Textabschnitt>
- - - - - - -

Der Fall um einen Elfjährigen, der am vergangenen Samstag, 6. Februar, von Polizisten in Handschellen abgeführt wurde, wirft nach wie vor viele Fragen auf. Antworten gibt es allerdings auch. Uwe Vincon, Pressesprecher des Polizeipräsidiums Konstanz, hat mittlerweile auf Nachfrage bestätigt, dass es am Samstag im Bereich des Polizeireviers Singen einen Vorfall gegeben habe, bei dem ein Elfjähriger zur Wache mitgenommen worden sei. Und er bestätigt, dass dem Jungen Handschellen angelegt worden seien. Weitere Details nennt er jedoch mit Verweis auf das laufende Verfahren nicht. Denn nach einer Anzeige der Familie des Jungen, die sich gegen die Polizisten richtet, ermittelt die Kriminalpolizei Rottweil. Der Fall zieht Kreise bis zum Landesinnenministerium in Stuttgart und hat ein bundesweites Medienecho hervorgerufen.

- - - - - - -

Übungsdaten>
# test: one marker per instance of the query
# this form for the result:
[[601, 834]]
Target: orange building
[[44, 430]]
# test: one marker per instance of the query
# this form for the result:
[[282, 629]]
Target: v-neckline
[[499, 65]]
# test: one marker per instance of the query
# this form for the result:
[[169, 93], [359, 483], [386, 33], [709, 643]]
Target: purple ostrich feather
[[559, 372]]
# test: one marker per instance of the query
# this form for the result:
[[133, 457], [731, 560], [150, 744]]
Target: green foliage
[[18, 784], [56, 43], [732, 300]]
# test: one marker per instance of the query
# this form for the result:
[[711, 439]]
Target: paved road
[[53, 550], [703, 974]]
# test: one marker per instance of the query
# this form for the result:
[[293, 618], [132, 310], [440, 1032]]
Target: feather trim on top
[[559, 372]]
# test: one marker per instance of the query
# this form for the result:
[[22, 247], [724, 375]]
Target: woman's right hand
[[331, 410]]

- - - - - - -

Aufgabe>
Gib aus dem Text über den Elfjährigen in Handschellen die Stelle von „Der Fall um“ bis „bundesweites Medienecho hervorgerufen.“ wortgetreu wieder.

Lösung>
Der Fall um einen Elfjährigen, der am vergangenen Samstag, 6. Februar, von Polizisten in Handschellen abgeführt wurde, wirft nach wie vor viele Fragen auf. Antworten gibt es allerdings auch. Uwe Vincon, Pressesprecher des Polizeipräsidiums Konstanz, hat mittlerweile auf Nachfrage bestätigt, dass es am Samstag im Bereich des Polizeireviers Singen einen Vorfall gegeben habe, bei dem ein Elfjähriger zur Wache mitgenommen worden sei. Und er bestätigt, dass dem Jungen Handschellen angelegt worden seien. Weitere Details nennt er jedoch mit Verweis auf das laufende Verfahren nicht. Denn nach einer Anzeige der Familie des Jungen, die sich gegen die Polizisten richtet, ermittelt die Kriminalpolizei Rottweil. Der Fall zieht Kreise bis zum Landesinnenministerium in Stuttgart und hat ein bundesweites Medienecho hervorgerufen.